## PAGE EXCERPT

Segment Open

At first this seems cruel and wasteful. Roberto, heartsick, looks down at the peaches lying in the gutter. And we realize that this isn’t a case of disrespecting the old woman’s gift. No, it’s far worse than that. The peaches have probably been poisoned by the toxic waste dumped in the neighborhood landfill, and they, like the Camorra’s slaves – willing and unwilling – will go on suffering and dying from exposure to their crimes.
The sight of those beautiful, throwaway peaches is one of the film’s few poetic flourishes; everything else is depicted with clinical objectivity. But at that point in the film, a bit of poetry is a welcome pause. We’ve seen so much corruption. And at last we’re allowed, for a moment, to mourn.
In another unforgettable moment, a humble tailor who goes on doing his best despite his corrupt context and inescapable criminal connections glances up at the television and smiles. With pride, he sees that Scarlett Johansson is wearing a dress from his new line as she walks the red carpet. And with that, Garrone quietly daggers us with the revelation that we, watching and celebrating Italian fashions as we celebrate our celebrity culture, are not so innocent of this criminal underworld as we’d like to believe.
Of course, he’s already shown how American media has contributed to this underworld. In more than one scene, brutal youths quote Scarface’s Tony Montana and act out his maniacal machine-gun spray, as if they understand Montana to be some kind of role model. The difference between Garrone’s film and the American depictions of the Italian mafia? Nobody will ever mimic these youngsters’ buffoonish antics. They’ve been shown in the cold, punishing light of truth, and what comes to them is not a mansion and a Michelle Pfeiffer lookalike, but the wages of sin, unglamorized.

Segment Closed

## TASK
In the film review excerpt, which movie character do the brutal youths quote and imitate?

## DATA LISTING
Segment Open

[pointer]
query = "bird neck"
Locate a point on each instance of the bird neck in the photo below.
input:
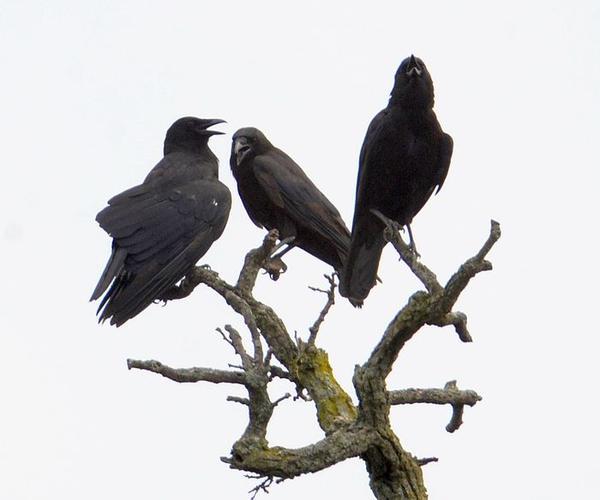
(185, 145)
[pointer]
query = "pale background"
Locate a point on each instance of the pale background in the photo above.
(87, 92)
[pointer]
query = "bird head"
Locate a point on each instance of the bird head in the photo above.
(413, 87)
(246, 144)
(190, 134)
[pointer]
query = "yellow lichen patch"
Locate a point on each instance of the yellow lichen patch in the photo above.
(334, 406)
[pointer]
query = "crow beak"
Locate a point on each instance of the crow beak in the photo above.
(240, 149)
(209, 123)
(413, 67)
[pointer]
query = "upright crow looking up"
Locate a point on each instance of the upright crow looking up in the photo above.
(278, 195)
(163, 226)
(404, 157)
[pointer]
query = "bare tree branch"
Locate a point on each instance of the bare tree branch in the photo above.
(449, 395)
(350, 431)
(288, 463)
(185, 375)
(392, 234)
(314, 330)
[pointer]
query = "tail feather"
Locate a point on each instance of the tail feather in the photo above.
(112, 269)
(360, 272)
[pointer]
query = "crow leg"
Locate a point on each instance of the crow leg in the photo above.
(412, 245)
(287, 241)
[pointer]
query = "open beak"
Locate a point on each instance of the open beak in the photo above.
(413, 67)
(240, 149)
(209, 123)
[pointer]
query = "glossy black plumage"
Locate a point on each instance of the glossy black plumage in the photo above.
(277, 194)
(163, 226)
(404, 157)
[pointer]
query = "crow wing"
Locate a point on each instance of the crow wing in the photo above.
(158, 235)
(290, 190)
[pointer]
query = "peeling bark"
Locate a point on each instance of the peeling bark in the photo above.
(349, 431)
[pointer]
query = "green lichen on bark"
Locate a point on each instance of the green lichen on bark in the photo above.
(314, 372)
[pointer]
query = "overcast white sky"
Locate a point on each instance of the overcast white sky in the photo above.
(87, 92)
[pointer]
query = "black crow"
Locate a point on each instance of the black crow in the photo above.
(163, 226)
(404, 157)
(278, 195)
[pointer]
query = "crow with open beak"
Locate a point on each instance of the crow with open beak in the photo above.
(404, 157)
(277, 194)
(163, 226)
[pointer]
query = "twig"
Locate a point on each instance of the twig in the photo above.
(425, 461)
(260, 487)
(450, 394)
(421, 271)
(287, 395)
(314, 330)
(236, 399)
(459, 320)
(188, 375)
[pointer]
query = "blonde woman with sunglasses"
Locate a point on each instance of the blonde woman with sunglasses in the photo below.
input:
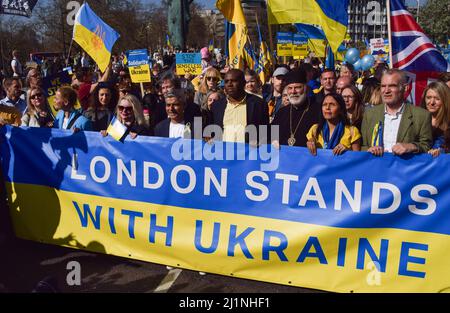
(38, 113)
(210, 82)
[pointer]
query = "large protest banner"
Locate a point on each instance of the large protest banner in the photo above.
(188, 63)
(342, 223)
(138, 65)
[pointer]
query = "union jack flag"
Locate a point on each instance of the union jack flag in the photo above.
(413, 51)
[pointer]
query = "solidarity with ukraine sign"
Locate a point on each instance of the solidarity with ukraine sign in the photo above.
(138, 65)
(342, 223)
(188, 63)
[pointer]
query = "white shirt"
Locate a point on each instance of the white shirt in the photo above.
(391, 126)
(176, 130)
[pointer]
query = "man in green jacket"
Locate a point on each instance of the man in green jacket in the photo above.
(395, 126)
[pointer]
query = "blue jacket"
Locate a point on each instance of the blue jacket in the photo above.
(81, 122)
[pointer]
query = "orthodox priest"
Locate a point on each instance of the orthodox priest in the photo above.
(295, 119)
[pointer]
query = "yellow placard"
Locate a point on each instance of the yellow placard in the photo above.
(186, 68)
(140, 74)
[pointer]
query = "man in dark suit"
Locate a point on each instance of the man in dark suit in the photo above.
(240, 114)
(396, 126)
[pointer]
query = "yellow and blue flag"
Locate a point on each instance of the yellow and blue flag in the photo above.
(168, 44)
(250, 56)
(94, 36)
(264, 60)
(331, 15)
(236, 31)
(316, 38)
(211, 46)
(232, 11)
(116, 129)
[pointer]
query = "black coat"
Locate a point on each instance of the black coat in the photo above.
(257, 113)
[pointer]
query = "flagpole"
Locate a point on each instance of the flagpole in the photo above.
(270, 33)
(388, 11)
(68, 54)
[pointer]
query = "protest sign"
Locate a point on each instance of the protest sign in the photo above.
(189, 63)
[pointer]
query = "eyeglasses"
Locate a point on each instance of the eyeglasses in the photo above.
(35, 96)
(126, 109)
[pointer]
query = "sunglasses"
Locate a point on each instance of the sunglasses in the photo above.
(126, 109)
(38, 95)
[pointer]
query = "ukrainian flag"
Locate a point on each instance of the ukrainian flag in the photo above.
(232, 11)
(264, 60)
(94, 36)
(316, 38)
(236, 38)
(168, 44)
(249, 56)
(236, 31)
(317, 41)
(331, 15)
(211, 46)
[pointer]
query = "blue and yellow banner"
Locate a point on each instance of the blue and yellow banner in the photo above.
(188, 63)
(138, 65)
(331, 15)
(235, 31)
(95, 36)
(350, 223)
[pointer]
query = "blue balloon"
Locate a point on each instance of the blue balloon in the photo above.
(352, 55)
(367, 62)
(357, 65)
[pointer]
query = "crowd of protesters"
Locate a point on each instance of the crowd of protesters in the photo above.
(313, 107)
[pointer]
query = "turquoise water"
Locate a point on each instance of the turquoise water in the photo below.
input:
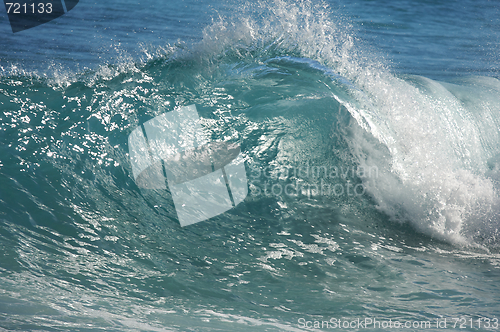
(380, 117)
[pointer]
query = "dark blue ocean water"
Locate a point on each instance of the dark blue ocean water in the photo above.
(370, 137)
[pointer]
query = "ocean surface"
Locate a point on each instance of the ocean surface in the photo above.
(370, 137)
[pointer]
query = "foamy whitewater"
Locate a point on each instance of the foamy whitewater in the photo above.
(370, 137)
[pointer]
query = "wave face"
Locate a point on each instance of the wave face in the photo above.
(387, 174)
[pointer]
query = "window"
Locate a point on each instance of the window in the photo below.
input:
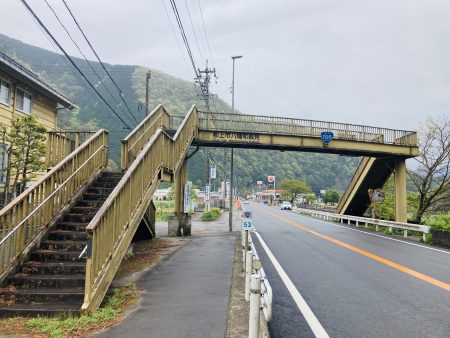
(23, 101)
(4, 92)
(3, 163)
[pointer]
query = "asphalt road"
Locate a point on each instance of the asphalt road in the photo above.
(356, 284)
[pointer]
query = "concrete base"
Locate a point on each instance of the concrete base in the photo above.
(173, 224)
(179, 226)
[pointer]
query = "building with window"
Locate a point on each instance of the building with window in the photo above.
(22, 93)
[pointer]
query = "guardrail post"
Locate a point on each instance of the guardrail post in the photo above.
(255, 299)
(248, 273)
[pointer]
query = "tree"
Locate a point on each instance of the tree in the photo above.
(292, 189)
(331, 196)
(431, 175)
(26, 139)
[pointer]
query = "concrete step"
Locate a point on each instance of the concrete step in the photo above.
(78, 217)
(63, 245)
(55, 256)
(94, 196)
(100, 190)
(89, 203)
(36, 310)
(65, 235)
(85, 210)
(46, 267)
(105, 184)
(48, 280)
(72, 226)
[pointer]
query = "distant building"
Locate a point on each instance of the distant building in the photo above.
(23, 93)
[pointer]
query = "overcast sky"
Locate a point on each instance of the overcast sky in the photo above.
(383, 63)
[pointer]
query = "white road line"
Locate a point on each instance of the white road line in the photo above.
(376, 235)
(312, 320)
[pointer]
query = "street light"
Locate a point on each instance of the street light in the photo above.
(230, 221)
(232, 84)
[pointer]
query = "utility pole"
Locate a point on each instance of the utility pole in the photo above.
(147, 80)
(204, 82)
(230, 219)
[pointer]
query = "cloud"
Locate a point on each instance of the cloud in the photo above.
(365, 62)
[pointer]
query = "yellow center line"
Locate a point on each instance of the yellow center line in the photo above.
(379, 259)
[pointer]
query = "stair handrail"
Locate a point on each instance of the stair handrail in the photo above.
(112, 228)
(138, 138)
(25, 217)
(60, 143)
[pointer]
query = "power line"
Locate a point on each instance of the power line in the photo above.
(188, 48)
(99, 60)
(85, 58)
(193, 30)
(175, 34)
(204, 29)
(70, 60)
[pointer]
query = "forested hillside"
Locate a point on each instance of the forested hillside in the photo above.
(318, 170)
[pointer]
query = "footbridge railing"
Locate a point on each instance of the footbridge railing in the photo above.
(138, 138)
(112, 229)
(24, 220)
(227, 122)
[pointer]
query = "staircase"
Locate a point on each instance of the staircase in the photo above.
(372, 173)
(52, 281)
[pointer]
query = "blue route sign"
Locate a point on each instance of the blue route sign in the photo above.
(326, 137)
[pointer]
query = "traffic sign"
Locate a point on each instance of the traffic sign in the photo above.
(213, 172)
(247, 224)
(326, 137)
(207, 196)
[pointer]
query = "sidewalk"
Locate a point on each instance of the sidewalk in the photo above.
(186, 295)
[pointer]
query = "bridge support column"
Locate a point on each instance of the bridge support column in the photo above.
(180, 221)
(400, 191)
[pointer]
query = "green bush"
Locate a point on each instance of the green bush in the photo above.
(211, 215)
(439, 222)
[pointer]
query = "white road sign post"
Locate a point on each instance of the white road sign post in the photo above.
(187, 198)
(207, 197)
(213, 173)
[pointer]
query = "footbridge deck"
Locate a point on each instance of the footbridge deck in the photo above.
(253, 131)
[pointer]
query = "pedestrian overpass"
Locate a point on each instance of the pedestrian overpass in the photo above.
(156, 150)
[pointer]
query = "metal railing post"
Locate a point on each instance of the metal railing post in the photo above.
(255, 299)
(248, 273)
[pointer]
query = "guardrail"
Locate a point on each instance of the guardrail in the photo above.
(257, 287)
(424, 229)
(60, 143)
(140, 136)
(111, 230)
(289, 126)
(25, 217)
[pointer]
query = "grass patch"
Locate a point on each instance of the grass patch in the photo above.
(439, 222)
(211, 215)
(164, 209)
(109, 314)
(145, 253)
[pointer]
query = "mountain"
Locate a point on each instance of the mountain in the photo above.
(320, 171)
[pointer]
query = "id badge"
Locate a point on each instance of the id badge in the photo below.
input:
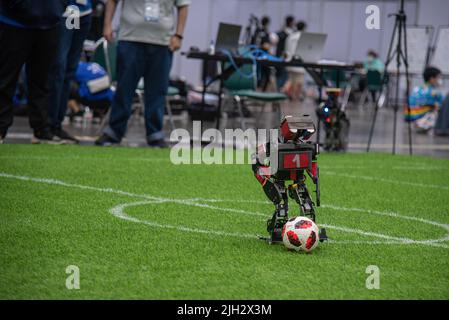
(152, 10)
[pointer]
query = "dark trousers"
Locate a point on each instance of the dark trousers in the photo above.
(134, 61)
(35, 49)
(442, 125)
(63, 71)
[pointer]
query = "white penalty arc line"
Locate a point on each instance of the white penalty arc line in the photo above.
(118, 211)
(407, 183)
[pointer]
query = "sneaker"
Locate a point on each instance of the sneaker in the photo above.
(44, 137)
(64, 136)
(105, 141)
(158, 144)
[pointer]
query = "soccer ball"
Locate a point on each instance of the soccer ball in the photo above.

Segment Closed

## ANSWER TO THIS EXERCISE
Tony Montana from Scarface.